[Material supplied Boundary: Start]

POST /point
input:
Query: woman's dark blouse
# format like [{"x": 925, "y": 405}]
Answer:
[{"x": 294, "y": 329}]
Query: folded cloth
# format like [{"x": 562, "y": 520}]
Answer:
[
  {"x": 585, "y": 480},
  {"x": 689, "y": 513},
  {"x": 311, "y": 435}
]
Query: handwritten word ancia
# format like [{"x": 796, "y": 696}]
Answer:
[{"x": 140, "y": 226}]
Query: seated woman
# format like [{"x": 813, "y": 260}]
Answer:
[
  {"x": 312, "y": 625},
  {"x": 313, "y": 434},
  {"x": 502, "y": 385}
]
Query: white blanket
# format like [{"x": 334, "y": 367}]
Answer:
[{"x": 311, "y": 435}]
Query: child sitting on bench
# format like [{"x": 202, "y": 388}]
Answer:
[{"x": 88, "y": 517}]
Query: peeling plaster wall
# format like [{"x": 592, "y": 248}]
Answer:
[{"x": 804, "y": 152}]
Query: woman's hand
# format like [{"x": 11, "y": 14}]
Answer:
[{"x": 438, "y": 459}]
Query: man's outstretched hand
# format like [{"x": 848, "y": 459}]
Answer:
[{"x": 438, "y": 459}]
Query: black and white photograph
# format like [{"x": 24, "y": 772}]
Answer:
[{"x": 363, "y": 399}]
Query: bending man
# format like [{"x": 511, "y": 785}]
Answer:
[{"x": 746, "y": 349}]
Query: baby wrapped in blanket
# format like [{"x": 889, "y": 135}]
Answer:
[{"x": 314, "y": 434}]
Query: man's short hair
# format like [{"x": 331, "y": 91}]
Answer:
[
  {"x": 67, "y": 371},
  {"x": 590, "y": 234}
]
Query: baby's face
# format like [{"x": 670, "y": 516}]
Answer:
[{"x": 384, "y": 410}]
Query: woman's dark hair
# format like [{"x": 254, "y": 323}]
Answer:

[Material supplied Boundary: End]

**Task item**
From the line with "Query: woman's dark hair" to the end of the listing above, set down every line exactly as it appears, both ends included.

**Solution for this exercise**
Query: woman's dark hair
# format like [{"x": 254, "y": 323}]
Answer:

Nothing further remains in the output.